■ TASK REQUIREMENTS
1. Name the parts that had to be removed to free enough wire to replace the internal fuse, according to the forum thread about the CW-80 transformer.
2. Extract each line of the records that includes the word "balcony".

— START OF GIVEN PASSAGE —

# CW-80 /reset



## daveh219 (Sep 16, 2012)

I use a CW80 on my work bench for both O and S gauge. For the past 6 month there would be a whine in the transformer that would start and stop for no reason. Now I have lost all power from the trans and no green light.

Is there a reset option for this transformer??? Or any ideas on a solution??? hwell:hwell:


----------



## Texas Pete (Sep 28, 2011)

I was messin' with one of my CW-80s in an ill-advised fashion and managed to make the green light go out and no output power. I read in one of the myriad CW-80 threads that there is an internal fuse so I decided to open it up.

What a pain in the rear!

First of all, I needed to acquire a 2.7mm triangle screwdriver because the case is held together with four triangle head screws. When I got it open, this is what I saw.










The red "arrow" points to the location of the internal fuse, an 8 amp slo-blo. In order to free enough wire to replace it I had to remove the throttle potentiometer, the circuit board and the heat sink. When I got access I jumpered the fuse and got light, power, and fan, so I went ahead and replaced it, and fussed the works and the case back together.

— END OF GIVEN PASSAGE —
— START OF RECORD SET —

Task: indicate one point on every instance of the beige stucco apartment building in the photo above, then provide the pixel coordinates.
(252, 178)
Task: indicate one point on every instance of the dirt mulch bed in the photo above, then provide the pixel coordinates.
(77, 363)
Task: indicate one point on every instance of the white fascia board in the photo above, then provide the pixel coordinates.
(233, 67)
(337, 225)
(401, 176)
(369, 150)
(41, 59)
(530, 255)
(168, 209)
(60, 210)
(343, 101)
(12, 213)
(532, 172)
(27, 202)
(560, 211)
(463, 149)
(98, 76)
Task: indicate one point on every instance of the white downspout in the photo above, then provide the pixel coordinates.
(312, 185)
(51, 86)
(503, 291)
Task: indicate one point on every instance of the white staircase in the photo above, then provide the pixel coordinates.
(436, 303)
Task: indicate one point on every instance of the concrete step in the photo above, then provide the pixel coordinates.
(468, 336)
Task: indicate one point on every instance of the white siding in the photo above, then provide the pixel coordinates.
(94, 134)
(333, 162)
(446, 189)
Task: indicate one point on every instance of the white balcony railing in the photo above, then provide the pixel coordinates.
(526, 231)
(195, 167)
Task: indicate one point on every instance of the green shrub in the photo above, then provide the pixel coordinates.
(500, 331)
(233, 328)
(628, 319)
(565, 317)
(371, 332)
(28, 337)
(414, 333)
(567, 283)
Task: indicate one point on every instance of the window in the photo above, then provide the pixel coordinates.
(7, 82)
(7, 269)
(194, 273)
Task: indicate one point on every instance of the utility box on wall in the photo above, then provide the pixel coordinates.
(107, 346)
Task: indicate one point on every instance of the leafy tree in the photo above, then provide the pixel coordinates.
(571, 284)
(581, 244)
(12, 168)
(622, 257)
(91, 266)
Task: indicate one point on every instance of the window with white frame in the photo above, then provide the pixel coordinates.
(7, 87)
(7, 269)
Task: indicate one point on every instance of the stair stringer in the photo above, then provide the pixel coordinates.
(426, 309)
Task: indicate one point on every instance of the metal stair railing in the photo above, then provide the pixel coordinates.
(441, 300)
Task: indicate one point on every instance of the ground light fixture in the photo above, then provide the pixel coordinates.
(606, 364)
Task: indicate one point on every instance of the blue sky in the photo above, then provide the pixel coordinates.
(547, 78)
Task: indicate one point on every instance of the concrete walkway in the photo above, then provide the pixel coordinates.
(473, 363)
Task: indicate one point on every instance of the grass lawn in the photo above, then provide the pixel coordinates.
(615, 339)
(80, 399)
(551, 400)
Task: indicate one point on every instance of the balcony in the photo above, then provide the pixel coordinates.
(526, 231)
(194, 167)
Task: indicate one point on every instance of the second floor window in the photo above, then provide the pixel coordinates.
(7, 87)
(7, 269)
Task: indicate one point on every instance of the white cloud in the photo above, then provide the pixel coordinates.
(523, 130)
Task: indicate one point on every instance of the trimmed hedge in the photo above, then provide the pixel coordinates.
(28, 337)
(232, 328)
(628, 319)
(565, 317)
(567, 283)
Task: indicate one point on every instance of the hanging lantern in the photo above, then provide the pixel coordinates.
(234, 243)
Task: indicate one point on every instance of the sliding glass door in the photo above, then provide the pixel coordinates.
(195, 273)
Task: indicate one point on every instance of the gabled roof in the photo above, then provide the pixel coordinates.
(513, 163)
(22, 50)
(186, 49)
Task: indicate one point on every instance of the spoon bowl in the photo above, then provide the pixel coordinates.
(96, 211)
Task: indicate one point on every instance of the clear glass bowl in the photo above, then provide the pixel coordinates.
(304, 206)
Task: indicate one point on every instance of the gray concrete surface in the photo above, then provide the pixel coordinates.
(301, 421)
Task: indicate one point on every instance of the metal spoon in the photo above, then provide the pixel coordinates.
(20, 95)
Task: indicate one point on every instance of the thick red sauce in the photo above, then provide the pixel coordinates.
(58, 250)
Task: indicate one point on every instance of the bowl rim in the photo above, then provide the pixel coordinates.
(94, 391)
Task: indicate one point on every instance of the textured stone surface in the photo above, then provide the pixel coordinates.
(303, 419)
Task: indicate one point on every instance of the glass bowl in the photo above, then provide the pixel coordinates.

— END OF RECORD SET —

■ TASK-BY-TASK ANSWERS
1. The throttle potentiometer, the circuit board, and the heat sink.

2.
Task: indicate one point on every instance of the white balcony railing in the photo above, then provide the pixel coordinates.
Task: indicate one point on every instance of the balcony in the photo above, then provide the pixel coordinates.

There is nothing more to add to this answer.